:: Provided records ::
● ● ● ●

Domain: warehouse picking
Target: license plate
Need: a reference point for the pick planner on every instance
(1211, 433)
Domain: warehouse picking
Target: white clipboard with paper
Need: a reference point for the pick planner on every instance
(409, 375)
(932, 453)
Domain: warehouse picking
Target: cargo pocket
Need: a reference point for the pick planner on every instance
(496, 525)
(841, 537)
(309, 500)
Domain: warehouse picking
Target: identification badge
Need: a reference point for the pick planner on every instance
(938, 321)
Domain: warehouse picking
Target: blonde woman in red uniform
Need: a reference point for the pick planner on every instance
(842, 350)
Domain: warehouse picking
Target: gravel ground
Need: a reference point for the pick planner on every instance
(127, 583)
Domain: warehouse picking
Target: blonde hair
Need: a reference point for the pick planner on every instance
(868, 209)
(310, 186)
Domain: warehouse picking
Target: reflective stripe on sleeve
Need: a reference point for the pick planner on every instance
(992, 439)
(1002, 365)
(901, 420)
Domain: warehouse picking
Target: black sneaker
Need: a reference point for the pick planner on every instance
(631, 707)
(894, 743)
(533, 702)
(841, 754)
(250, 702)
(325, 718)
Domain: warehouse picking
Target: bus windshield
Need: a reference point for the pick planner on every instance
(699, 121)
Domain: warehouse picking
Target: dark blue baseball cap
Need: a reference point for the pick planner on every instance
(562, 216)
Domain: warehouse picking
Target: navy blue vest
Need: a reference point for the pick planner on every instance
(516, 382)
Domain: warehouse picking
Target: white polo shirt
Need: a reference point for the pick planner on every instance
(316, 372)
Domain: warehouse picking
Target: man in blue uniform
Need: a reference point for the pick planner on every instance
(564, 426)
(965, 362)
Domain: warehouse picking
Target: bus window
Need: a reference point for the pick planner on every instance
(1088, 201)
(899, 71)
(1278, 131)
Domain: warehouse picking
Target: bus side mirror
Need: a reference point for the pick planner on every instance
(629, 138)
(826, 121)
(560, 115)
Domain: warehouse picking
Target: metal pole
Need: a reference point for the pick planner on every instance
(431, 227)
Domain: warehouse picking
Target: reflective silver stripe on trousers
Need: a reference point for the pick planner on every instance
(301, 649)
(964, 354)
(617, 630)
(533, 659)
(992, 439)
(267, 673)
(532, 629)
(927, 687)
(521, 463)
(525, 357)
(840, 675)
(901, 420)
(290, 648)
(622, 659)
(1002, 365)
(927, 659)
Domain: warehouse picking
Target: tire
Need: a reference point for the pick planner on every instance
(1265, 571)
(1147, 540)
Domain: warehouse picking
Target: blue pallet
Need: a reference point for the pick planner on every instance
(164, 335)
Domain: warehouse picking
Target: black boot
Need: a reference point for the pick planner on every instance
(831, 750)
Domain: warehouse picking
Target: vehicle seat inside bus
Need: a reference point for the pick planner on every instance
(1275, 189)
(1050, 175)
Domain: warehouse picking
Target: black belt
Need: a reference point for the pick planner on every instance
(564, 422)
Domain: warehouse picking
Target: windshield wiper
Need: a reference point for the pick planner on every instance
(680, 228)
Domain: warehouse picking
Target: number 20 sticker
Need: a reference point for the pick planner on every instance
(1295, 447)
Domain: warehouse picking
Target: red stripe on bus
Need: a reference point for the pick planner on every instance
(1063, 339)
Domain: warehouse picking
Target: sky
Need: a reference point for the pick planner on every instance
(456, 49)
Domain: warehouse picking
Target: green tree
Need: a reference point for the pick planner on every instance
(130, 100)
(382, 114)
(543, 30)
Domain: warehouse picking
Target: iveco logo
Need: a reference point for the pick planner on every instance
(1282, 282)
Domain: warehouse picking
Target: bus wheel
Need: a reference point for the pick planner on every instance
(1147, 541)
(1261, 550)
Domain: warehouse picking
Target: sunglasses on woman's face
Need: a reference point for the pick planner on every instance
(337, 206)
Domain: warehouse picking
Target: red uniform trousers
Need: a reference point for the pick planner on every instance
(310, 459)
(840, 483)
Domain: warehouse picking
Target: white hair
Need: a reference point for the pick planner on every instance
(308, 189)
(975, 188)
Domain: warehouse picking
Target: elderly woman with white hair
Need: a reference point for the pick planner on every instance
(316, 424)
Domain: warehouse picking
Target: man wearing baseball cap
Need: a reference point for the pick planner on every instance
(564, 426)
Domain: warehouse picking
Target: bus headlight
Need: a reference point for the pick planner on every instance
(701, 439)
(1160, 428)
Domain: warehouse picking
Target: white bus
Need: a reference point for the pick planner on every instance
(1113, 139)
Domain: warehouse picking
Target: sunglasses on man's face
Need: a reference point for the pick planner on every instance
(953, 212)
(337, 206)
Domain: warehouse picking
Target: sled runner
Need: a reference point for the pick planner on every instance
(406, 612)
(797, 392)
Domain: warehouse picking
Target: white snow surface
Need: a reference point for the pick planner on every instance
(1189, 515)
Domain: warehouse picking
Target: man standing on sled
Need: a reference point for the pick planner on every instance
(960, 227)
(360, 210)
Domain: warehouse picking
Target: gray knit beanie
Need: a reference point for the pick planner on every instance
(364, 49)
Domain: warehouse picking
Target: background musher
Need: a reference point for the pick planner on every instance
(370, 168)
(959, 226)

● ● ● ●

:: Exercise ::
Revise the entries above by changing "pick planner" to "route optimizer" wherever it appears, and leave everything else as it is.

:: The result ::
Domain: warehouse picking
Target: license plate
Need: a reference point for the route optimizer on every instance
(1211, 433)
Domain: warehouse picking
Target: white clipboard with paper
Need: a reference point for the route optimizer on every instance
(409, 375)
(932, 453)
Domain: warehouse picking
Target: cargo pocket
Need: a reference point for the route optimizer on every instance
(496, 525)
(841, 537)
(309, 500)
Domain: warehouse picking
Target: identification badge
Need: a reference point for the route optimizer on every instance
(938, 321)
Domain: warehouse picking
Target: blonde woman in red uniform
Need: a reference point for the route optimizer on every instance
(842, 350)
Domain: warehouse picking
Target: gravel ground
Need: a reference point for the route optimizer on every instance
(127, 583)
Domain: warehouse picking
Target: blonde hair
Need: a reference point for the route optimizer on every instance
(868, 209)
(310, 186)
Domain: warehouse picking
Target: reflective stripe on sleeve
Need: a reference point for the route optimizer on every instance
(992, 439)
(1002, 365)
(901, 420)
Domain: warehouse picking
Target: black sneaker
Need: a reference point for the route optimizer on every instance
(631, 707)
(894, 743)
(533, 702)
(841, 754)
(250, 702)
(325, 718)
Domain: warehouse picking
Target: bus windshield
Need: a reference point for the route optimizer on every instance
(699, 121)
Domain: warehouse picking
Target: dark blue baseball cap
Need: a reference point for the route optimizer on every instance
(562, 216)
Domain: warehouse picking
Target: navy blue vest
Need: a reference point for the route optimizer on every instance
(516, 382)
Domain: warehouse picking
Target: white polo shirt
Need: a reference point for the route optimizer on every instance
(316, 372)
Domain: warehouse picking
Target: man in blue uniform
Need: a reference point for the route optimizer on every instance
(564, 426)
(965, 362)
Domain: warehouse picking
Target: bus window
Need: a reference point for the route optimizer on every instance
(1088, 201)
(899, 71)
(1278, 131)
Domain: warehouse picking
Target: bus side mirror
Need: a reference point for the route optimizer on every instance
(629, 138)
(826, 121)
(560, 115)
Domain: warehouse picking
Target: metal pole
Need: a reference point for the route optimizer on every instance
(431, 227)
Domain: warehouse picking
Target: reflective silver stripe on trousers
Need: a reference point for the route optimizer on every instance
(301, 649)
(964, 354)
(617, 630)
(533, 659)
(992, 439)
(267, 673)
(532, 629)
(927, 687)
(521, 463)
(525, 357)
(840, 675)
(901, 420)
(290, 648)
(622, 659)
(1002, 365)
(927, 659)
Domain: warehouse picking
Target: tire
Need: a reference point for the route optimizer on every instance
(1265, 571)
(1147, 540)
Domain: warehouse picking
Target: blue pallet
Need: a reference point for the route optimizer on every instance
(164, 335)
Domain: warehouse picking
Target: black boot
Need: a reference point for the route optimizer on every instance
(831, 750)
Domain: warehouse picking
Target: vehicle seat inside bus
Need: a reference point for the route optimizer on every instance
(1275, 189)
(1050, 175)
Domain: warehouse picking
Target: black belt
Need: a reference point for the route optimizer on every instance
(564, 422)
Domain: warehouse picking
Target: windshield wiper
Need: a reference point for the route optimizer on every instance
(680, 228)
Domain: warehouse picking
Target: number 20 sticker
Need: a reference point for the route optimizer on every instance
(1295, 447)
Domain: warehouse picking
Target: red stripe on bus
Need: a reference point for the route optimizer on every instance
(1063, 339)
Domain: warehouse picking
Target: sky
Need: a reference point for the route optimizer on every instance
(456, 49)
Domain: warehouse picking
Target: green tree
Need: a reference point for the route optimizer on every instance
(130, 100)
(382, 114)
(543, 30)
Domain: warehouse picking
Target: iveco logo
Need: a reference point for the route optimizer on every instance
(1282, 282)
Domain: warehouse picking
Target: bus wheel
Need: a reference point for the route optimizer on every instance
(1147, 541)
(1261, 550)
Domain: warehouse picking
Target: sunglasses on woman's face
Need: a reference point for the route optimizer on every instance
(337, 206)
Domain: warehouse picking
Target: red uniform trousers
Need: a reference point for the route optimizer on every instance
(310, 459)
(840, 483)
Domain: warehouse picking
Target: white hair
Need: a reference point for the route optimizer on every instance
(308, 189)
(975, 188)
Domain: warehouse picking
Target: elderly woman with white hair
Need: a reference point for the route optimizer on every instance
(316, 424)
Domain: warehouse picking
Target: man wearing baseball cap
Need: a reference point for the route optimizer on every instance
(564, 426)
Domain: warehouse picking
Target: bus headlight
Need: a reference point for the route optimizer on every instance
(701, 439)
(1160, 428)
Domain: warehouse picking
Target: white bus
Need: a reference point for the route optimizer on every instance
(1113, 139)
Domain: warehouse picking
Target: sunglasses on man's face
Need: a reference point for the route optimizer on every instance
(953, 212)
(337, 206)
Domain: warehouse picking
Target: sled runner
Need: a reference point for the route optimizer on every instance
(406, 612)
(797, 392)
Domain: warehouse picking
Target: white snow surface
Need: a reference point for the route optimizer on every instance
(1189, 515)
Domain: warehouse picking
Target: man standing on sled
Need: a reference point for the route optimizer on every instance
(960, 227)
(360, 210)
Domain: warehouse picking
Target: gray knit beanie
Need: a reference point for the route optimizer on every instance
(364, 49)
Domain: warehouse picking
Target: background musher
Need: a reference point for the route optimizer on every instance
(370, 168)
(959, 226)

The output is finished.